Problem is that now, twenty years later, as with most of my pilots, I don’t remember much about Harry Linder.
In hindsight, while we were flying, I should have written all the details about him, but I seldom did that. I was usually too busy looking out the windows of the planes and trying to write down what I was seeing. If I got the correct spelling of my pilot's name and their signature in my logbook, I figured I'd done well. I don’t remember what Harry did for a living, his background, anything about his family or really any more than what I wrote in my logbook and what the picture I took of him tells. I remember laughing a lot with him, and that he was on the shy side, super nice and seemed to really enjoy having me to fly around with to different airports for the day. He was someone that I’d love to meet with again for coffee, anytime, at any airport cafe.
During my travels, I was asked countless times, “What is the purpose for your journey?” I could never think of a good answer to give. I wasn’t doing it for any charity or any special agenda and I wasn’t asking anyone for any money. The Air Adventurers Club part of it, well, that was real, but that was mostly a fun way to get some discussion going about old aeroplanes and about times past. It also was a way I could give people the membership card, by which they might remember me.
Of course I loved flying and old aeroplanes, for sure, but I think perhaps at the time I really didn’t know, or rather, I wouldn’t admit to the real reason I was making the journey. But now, twenty years later, while I recount this story after shelving it several times, the real purpose for it is beginning to come to me. It boils down to this: I was lonely and wanted to make some friends. There I go again, baring my soul.

• _Task requirements_
1. Duplicate the stretch of the memoir excerpt from "Of course I" through "baring my soul.".
2. According to the memoir excerpt, which things about Harry Linder does the narrator not remember?
3. In the memoir excerpt, what does the narrator now give as the real reason for making the journey?
The material placed after the memoir excerpt is not needed.

• _Coordinate annotation records_

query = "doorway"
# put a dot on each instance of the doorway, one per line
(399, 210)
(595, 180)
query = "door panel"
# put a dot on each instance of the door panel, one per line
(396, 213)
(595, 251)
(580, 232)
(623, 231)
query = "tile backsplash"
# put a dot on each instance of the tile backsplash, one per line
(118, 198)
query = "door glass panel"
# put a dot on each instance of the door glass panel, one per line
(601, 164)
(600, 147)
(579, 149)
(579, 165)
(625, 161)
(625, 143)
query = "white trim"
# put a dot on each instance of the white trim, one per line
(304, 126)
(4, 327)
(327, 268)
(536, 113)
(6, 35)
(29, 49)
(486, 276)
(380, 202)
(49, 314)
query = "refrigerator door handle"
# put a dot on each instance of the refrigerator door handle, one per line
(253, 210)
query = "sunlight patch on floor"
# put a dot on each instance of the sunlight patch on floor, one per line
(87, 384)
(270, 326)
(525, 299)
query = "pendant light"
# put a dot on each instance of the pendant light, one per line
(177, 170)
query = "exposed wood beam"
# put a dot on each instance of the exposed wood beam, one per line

• _Exercise responses_
1.
Of course I loved flying and old aeroplanes, for sure, but I think perhaps at the time I really didn’t know, or rather, I wouldn’t admit to the real reason I was making the journey. But now, twenty years later, while I recount this story after shelving it several times, the real purpose for it is beginning to come to me. It boils down to this: I was lonely and wanted to make some friends. There I go again, baring my soul.

2.
- What he did for a living
- His background
- Anything about his family

3. The narrator was lonely and wanted to make some friends.